------ Приведённый текст ------
Классный кусок кода — видно, что вы уже выжали многое (FMA, AVX2 sin/cos, bump-alloc, heap и т. д.). Ниже — приоритетный список именно на скорость, с акцентом на двумерную ветку AGP_ND (N==2). Я даю «большие выигрыши» сверху вниз и сразу показываю, что именно менять.

1) Убрать дерево Пеано из горячего пути

Сейчас HitTest_2D(new_point) идёт по указателям по глубине razvertka, постоянно прыгая по памяти → промахи кэша и ветвления. Для N==2 координаты (x₁, x₂) можно восстанавливать аналитически из параметра вдоль кривой, не строя дерево и не делая pointer-chase.

Идея: представить параметр как число в базе 4 (по 2 бита на уровень), на каждом уровне применять маленькую 2×2 трансформацию (ориентация Top/Down/Left/Right) и накапливать смещения. Это даёт полностью предсказуемый цикл без ветвлений и без кистонов по куче узлов.
------ Исходные данные ------
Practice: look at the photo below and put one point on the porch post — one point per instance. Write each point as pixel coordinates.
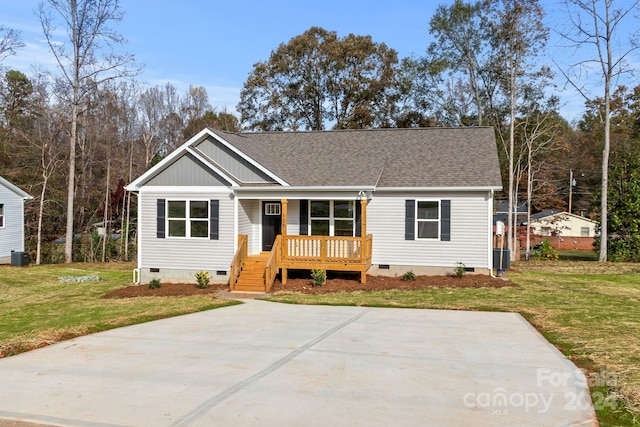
------
## [Задания]
1. Переведите на английский язык следующее предложение из приведённого текста: «Я даю «большие выигрыши» сверху вниз и сразу показываю, что именно менять».
2. Повторите дословно фрагмент приведённого текста от слов «1) Убрать дерево» до слов «по куче узлов.».
Исходные данные никак не связаны с приведённым текстом.

## [Правильные ответы]
1. I give the "big wins" from top to bottom and immediately show exactly what to change.

2.
1) Убрать дерево Пеано из горячего пути

Сейчас HitTest_2D(new_point) идёт по указателям по глубине razvertka, постоянно прыгая по памяти → промахи кэша и ветвления. Для N==2 координаты (x₁, x₂) можно восстанавливать аналитически из параметра вдоль кривой, не строя дерево и не делая pointer-chase.

Идея: представить параметр как число в базе 4 (по 2 бита на уровень), на каждом уровне применять маленькую 2×2 трансформацию (ориентация Top/Down/Left/Right) и накапливать смещения. Это даёт полностью предсказуемый цикл без ветвлений и без кистонов по куче узлов.